TASK DIRECTIONS – Repeat the data verbatim, images excluded.

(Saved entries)
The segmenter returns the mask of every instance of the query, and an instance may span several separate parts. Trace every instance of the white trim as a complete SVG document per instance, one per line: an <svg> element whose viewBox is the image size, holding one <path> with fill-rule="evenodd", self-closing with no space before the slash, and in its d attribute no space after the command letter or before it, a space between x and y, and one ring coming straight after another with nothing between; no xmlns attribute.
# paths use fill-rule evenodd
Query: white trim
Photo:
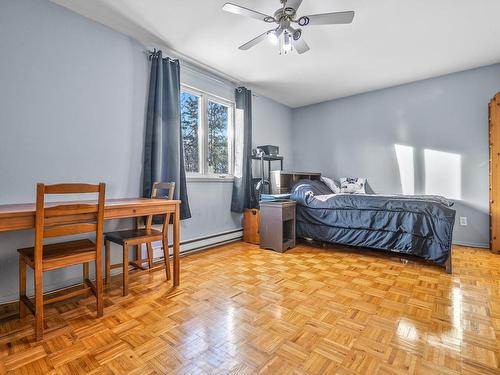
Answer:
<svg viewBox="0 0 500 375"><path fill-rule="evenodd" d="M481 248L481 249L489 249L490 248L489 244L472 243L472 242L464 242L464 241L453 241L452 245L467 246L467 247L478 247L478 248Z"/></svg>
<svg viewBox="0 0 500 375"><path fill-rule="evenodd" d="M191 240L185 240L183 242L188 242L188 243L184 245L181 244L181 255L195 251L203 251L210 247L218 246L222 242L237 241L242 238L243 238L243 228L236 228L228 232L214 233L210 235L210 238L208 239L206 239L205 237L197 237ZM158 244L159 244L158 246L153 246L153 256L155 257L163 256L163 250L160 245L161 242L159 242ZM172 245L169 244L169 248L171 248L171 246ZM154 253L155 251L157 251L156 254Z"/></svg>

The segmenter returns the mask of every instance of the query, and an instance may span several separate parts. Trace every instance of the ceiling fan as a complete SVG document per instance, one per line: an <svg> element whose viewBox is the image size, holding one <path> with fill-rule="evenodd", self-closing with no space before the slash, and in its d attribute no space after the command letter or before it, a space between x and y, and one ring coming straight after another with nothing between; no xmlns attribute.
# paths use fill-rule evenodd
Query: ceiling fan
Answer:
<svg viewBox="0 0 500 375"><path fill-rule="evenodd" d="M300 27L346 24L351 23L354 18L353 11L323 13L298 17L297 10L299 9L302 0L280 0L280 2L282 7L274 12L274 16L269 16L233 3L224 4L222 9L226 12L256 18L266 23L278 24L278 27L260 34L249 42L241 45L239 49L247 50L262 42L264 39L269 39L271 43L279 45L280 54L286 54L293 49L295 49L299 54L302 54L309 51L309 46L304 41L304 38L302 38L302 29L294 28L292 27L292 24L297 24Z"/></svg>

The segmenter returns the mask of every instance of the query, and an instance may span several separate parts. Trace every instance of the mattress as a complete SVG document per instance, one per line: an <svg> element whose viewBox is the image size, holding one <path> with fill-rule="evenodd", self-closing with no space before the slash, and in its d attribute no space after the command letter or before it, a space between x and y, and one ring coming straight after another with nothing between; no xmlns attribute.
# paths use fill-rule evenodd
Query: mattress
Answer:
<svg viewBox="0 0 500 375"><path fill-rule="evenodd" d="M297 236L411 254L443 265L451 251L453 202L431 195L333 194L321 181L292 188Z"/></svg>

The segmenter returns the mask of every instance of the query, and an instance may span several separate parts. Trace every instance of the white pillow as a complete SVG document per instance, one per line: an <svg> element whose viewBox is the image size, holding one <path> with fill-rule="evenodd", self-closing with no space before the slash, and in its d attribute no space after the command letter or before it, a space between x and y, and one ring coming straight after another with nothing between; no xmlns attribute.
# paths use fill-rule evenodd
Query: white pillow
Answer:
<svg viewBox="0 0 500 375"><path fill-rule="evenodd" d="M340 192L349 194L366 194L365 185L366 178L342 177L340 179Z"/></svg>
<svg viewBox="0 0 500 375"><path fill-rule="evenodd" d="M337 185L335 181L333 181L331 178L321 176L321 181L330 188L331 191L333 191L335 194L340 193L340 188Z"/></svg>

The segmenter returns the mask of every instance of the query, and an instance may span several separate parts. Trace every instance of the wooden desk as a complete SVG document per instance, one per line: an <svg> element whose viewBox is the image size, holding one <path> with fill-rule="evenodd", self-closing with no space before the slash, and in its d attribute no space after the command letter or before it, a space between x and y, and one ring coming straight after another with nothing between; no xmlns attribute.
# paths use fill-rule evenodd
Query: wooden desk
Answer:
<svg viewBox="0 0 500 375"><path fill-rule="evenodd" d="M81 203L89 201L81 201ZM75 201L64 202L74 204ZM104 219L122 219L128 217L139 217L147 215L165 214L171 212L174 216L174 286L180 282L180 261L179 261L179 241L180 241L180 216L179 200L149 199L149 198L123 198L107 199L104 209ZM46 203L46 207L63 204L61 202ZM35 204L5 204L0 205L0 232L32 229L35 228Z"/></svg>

RESPONSE TO THIS EXERCISE –
The segmenter returns the mask of every instance of the query, and an instance may span several separate parts. Trace every instance of the white trim as a complete SVG document per instance, one per line: an <svg> element whose viewBox is the image size, holding one <path> with fill-rule="evenodd", self-closing with no space before the slash, and in its d attribute no space after the command letter or before it, a space between x and y, and one ring coming straight after another with nothing between; no xmlns attribute.
# paths use fill-rule evenodd
Query: white trim
Photo:
Answer:
<svg viewBox="0 0 500 375"><path fill-rule="evenodd" d="M481 248L481 249L489 249L490 248L489 244L472 243L472 242L464 242L464 241L453 241L452 245L467 246L467 247L478 247L478 248Z"/></svg>
<svg viewBox="0 0 500 375"><path fill-rule="evenodd" d="M191 240L185 240L183 242L188 242L188 243L184 245L181 244L181 255L195 251L203 251L210 247L218 246L222 242L237 241L242 238L243 238L243 228L236 228L228 232L214 233L210 235L210 238L208 239L206 239L205 237L197 237ZM158 244L159 244L158 246L153 246L153 256L155 257L163 256L163 250L160 245L161 242L159 242ZM172 245L169 244L169 248L171 248L171 246ZM154 253L155 251L157 251L156 254Z"/></svg>

The segmenter returns the mask of every instance of the query, and an instance may span several separate parts. Trace every instance of the ceiling fan as a complete SVG document per instance, one per line: an <svg> element whose viewBox is the image size, holding one <path> with fill-rule="evenodd", self-closing with no space before the slash, and in its d attribute no space after the command letter or before it, a space between x and y, and one ring coming straight after another with nothing between; no xmlns attribute.
# paths use fill-rule evenodd
Query: ceiling fan
Answer:
<svg viewBox="0 0 500 375"><path fill-rule="evenodd" d="M300 27L346 24L351 23L354 18L353 11L323 13L298 17L297 10L299 9L302 0L280 0L280 2L282 7L274 12L274 16L269 16L233 3L224 4L222 9L226 12L256 18L266 23L278 24L278 27L260 34L249 42L241 45L239 49L247 50L262 42L264 39L269 39L271 43L279 45L280 54L286 54L293 49L295 49L299 54L302 54L309 51L309 46L304 41L304 38L302 38L302 29L294 28L292 27L292 24L297 24Z"/></svg>

The segmenter returns the mask of every instance of the query, and an instance may span several separate parts. Trace every instance of the mattress as a complete SVG document per instance, one per line: an <svg> element whose viewBox is the image size, holding one <path> with fill-rule="evenodd", self-closing with no space before the slash, and in its d attribute no space after the command letter or before it, a space between x and y, and one ring coming straight after another with nothing between; no xmlns attribute.
# paths use fill-rule evenodd
Query: mattress
Answer:
<svg viewBox="0 0 500 375"><path fill-rule="evenodd" d="M297 236L411 254L443 265L451 251L453 202L431 195L333 194L321 181L292 188Z"/></svg>

The segmenter returns the mask of every instance of the query, and an instance may span several separate parts. Trace every instance of the white pillow as a complete SVG document per instance, one per line: an <svg> element whose viewBox is the image size, holding one <path> with fill-rule="evenodd", self-closing with no space before the slash, and in its d attribute no space after the command letter or before it, a space between x and y, and one ring coming straight after another with nothing between; no xmlns attribute.
# paths use fill-rule evenodd
Query: white pillow
Answer:
<svg viewBox="0 0 500 375"><path fill-rule="evenodd" d="M340 192L349 194L366 194L365 185L366 178L342 177L340 179Z"/></svg>
<svg viewBox="0 0 500 375"><path fill-rule="evenodd" d="M337 185L335 181L333 181L331 178L321 176L321 181L330 188L331 191L333 191L335 194L340 193L340 188Z"/></svg>

The segmenter returns the mask of every instance of the query, and an instance may span several separate parts. Trace every instance of the wooden desk as a complete SVG document per instance, one per line: an <svg> element whose viewBox is the image size, holding one <path> with fill-rule="evenodd", self-closing with no space before the slash, and in its d attribute no space after the command letter or before it, a space between x and y, and one ring coming straight after another with nothing between; no xmlns attribute.
# paths use fill-rule evenodd
Query: wooden desk
Answer:
<svg viewBox="0 0 500 375"><path fill-rule="evenodd" d="M81 203L89 201L81 201ZM75 201L64 202L74 204ZM104 219L122 219L128 217L139 217L147 215L165 214L171 212L174 216L174 286L180 282L180 261L179 261L179 241L180 241L180 216L179 200L149 199L149 198L123 198L107 199L104 209ZM46 203L46 207L63 204L61 202ZM35 204L5 204L0 205L0 232L32 229L35 228Z"/></svg>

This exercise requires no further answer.